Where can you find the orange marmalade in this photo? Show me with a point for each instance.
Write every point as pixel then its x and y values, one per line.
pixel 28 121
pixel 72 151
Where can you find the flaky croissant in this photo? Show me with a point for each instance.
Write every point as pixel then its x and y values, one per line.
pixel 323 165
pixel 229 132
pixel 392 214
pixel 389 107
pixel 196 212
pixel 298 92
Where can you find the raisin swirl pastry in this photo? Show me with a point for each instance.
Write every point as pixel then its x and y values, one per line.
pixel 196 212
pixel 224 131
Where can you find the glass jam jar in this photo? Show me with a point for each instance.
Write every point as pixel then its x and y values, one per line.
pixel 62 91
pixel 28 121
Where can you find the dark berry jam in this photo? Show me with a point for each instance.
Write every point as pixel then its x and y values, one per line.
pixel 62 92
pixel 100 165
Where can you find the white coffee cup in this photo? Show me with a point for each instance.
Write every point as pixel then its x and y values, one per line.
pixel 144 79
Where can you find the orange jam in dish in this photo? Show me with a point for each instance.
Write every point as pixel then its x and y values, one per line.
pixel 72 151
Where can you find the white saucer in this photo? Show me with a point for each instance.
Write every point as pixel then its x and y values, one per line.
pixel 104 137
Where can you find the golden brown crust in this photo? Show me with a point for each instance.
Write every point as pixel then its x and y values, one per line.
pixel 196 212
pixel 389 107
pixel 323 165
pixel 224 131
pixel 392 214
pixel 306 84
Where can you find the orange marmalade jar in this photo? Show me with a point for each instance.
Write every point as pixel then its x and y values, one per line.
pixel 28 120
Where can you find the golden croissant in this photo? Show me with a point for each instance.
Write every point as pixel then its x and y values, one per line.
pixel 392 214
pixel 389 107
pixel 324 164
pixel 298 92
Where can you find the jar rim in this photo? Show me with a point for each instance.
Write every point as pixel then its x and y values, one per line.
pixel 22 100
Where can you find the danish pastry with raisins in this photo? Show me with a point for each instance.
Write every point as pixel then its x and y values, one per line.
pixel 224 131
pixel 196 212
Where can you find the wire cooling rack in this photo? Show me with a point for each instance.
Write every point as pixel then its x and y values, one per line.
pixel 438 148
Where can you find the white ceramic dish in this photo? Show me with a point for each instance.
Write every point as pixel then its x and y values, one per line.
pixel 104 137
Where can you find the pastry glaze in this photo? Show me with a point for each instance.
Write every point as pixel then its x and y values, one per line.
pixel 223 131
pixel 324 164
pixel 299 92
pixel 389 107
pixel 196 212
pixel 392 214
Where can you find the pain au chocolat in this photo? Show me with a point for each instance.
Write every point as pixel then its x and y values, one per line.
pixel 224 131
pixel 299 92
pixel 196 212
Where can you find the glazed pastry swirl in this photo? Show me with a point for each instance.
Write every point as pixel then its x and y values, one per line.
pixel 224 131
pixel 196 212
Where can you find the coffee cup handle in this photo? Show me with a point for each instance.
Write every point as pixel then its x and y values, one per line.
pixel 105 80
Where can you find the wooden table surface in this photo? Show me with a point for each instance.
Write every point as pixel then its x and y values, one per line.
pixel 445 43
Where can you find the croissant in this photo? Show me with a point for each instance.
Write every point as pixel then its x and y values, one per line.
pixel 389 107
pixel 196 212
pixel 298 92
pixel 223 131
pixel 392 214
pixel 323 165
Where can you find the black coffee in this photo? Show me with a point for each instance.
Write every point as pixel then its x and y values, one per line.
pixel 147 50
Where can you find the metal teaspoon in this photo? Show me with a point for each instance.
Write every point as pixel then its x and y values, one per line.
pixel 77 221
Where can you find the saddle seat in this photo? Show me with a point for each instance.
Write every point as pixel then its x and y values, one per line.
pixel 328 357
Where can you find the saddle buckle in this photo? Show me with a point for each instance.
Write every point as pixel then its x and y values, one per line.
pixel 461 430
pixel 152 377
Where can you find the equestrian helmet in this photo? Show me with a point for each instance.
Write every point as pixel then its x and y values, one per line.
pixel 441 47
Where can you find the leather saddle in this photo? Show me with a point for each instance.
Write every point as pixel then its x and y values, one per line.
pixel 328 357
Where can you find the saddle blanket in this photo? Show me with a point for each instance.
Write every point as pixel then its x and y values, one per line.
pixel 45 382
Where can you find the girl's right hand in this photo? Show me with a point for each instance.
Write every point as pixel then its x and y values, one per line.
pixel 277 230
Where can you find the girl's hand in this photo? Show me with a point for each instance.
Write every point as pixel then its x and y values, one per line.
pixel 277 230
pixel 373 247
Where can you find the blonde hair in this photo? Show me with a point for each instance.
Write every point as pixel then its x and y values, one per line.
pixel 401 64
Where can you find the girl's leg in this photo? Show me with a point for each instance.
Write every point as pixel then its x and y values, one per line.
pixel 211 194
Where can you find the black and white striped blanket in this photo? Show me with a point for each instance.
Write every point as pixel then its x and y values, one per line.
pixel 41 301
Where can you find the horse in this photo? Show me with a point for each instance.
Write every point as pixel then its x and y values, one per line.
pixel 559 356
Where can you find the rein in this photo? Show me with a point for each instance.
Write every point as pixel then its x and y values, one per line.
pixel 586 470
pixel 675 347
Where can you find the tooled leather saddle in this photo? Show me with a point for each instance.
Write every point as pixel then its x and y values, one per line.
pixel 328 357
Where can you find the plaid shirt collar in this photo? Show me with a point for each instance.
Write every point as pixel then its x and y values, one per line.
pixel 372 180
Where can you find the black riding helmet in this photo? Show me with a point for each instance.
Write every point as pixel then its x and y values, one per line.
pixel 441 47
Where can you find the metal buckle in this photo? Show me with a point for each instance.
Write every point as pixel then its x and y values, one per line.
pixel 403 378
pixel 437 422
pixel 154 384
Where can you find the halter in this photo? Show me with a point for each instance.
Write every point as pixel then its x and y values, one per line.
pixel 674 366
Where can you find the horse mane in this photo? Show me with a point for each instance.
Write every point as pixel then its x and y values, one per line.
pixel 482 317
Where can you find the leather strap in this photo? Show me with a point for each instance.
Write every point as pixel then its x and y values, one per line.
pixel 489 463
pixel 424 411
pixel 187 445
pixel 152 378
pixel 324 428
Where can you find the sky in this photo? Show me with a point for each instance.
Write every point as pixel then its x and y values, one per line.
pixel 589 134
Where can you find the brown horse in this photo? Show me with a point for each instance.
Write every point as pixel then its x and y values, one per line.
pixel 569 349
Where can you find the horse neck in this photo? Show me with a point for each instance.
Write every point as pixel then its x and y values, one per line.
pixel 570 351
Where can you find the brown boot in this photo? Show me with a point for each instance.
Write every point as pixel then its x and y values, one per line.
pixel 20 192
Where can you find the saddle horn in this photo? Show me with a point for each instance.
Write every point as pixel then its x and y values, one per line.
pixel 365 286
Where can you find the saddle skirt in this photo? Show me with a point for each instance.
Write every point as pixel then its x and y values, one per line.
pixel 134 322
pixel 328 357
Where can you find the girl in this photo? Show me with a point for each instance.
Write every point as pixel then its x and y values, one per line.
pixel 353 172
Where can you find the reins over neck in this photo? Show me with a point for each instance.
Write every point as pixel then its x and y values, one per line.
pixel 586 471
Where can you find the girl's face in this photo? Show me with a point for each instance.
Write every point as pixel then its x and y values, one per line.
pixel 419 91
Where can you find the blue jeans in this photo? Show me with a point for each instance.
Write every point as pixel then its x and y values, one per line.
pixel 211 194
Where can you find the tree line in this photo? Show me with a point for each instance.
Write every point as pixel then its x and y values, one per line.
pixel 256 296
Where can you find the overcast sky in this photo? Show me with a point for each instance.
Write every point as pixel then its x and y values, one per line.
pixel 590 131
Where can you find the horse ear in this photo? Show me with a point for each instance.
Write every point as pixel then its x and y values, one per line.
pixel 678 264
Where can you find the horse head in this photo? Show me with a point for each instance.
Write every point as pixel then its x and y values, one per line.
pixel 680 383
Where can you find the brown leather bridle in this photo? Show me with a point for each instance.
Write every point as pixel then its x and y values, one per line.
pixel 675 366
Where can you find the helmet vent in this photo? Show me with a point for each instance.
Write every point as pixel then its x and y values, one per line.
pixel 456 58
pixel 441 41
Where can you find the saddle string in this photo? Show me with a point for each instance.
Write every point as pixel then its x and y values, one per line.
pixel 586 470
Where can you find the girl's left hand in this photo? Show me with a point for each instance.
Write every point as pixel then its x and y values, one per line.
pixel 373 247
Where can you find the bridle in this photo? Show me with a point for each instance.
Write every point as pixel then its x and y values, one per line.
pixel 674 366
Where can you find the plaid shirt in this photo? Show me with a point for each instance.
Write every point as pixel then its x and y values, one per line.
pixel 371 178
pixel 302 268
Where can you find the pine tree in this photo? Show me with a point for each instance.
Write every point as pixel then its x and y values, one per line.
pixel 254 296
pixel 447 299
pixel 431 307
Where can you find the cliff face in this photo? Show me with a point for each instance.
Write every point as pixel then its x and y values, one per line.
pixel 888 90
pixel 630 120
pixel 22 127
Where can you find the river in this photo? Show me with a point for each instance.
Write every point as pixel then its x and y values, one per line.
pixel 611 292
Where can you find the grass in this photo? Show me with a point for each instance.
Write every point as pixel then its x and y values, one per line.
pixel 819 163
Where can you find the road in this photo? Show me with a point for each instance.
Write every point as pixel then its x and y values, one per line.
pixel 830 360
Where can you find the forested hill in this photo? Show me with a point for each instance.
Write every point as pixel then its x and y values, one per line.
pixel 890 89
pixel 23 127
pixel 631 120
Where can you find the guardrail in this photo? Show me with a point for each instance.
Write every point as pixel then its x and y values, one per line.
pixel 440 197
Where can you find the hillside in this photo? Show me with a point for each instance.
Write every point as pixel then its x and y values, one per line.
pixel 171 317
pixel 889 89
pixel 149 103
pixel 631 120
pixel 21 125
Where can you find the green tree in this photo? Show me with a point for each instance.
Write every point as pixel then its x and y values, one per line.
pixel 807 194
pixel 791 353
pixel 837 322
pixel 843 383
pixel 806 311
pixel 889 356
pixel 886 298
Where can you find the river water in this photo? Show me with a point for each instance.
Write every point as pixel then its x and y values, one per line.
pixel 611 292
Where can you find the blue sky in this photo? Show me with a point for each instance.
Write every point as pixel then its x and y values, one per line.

***

Write down, word for word, the lines above from the one containing "Where can you find the girl's face" through the one containing "Where can you find the pine", both ends included.

* Result of the task
Where can you find the girl's face in this photo? Show me with a point for each instance.
Write every point as pixel then its x and y values, one per line.
pixel 419 91
Where can you find the blue jeans in this photo? Show me with a point for each instance.
Write every point as pixel then its x and y values, one per line.
pixel 211 194
Where can you find the tree line in this photo? Show me with a point for each instance.
Write every point as pixel then its x and y values, one per line.
pixel 256 296
Where can you find the overcast sky in this photo? Show me with a point for each instance.
Write every point as pixel then its x and y values, one per line.
pixel 590 131
Where can you find the horse ear in this photo? Show me with a point for each instance.
Write every point as pixel then its x and y values, one per line.
pixel 678 264
Where can you find the horse head in this photo? Show me with a point for each instance.
Write every point as pixel then its x and y values, one per line.
pixel 680 383
Where can you find the brown leather bridle in this photo? Show me with a point for each instance.
Write every point as pixel then its x and y values, one per line.
pixel 675 366
Where can you find the helmet vent in this photo? Show me with a point for each instance.
Write every point as pixel then its x and y values, one per line.
pixel 456 58
pixel 441 41
Where can you find the saddle string in this photo? Show me with a point for each instance.
Write every point as pixel then its x and y values, one per line.
pixel 586 470
Where can you find the girl's left hand in this photo? Show me with a point for each instance.
Write every point as pixel then its x and y values, one per line.
pixel 373 247
Where can you find the bridle in this photo? Show me with a point for each instance.
Write every point as pixel then its x and y values, one per line.
pixel 674 366
Where can you find the plaid shirt in this photo? Show me with a point for each instance.
Write every point as pixel then its x and y values, one per line.
pixel 371 178
pixel 302 268
Where can you find the pine tree in this photo? Show me with a point for each instance.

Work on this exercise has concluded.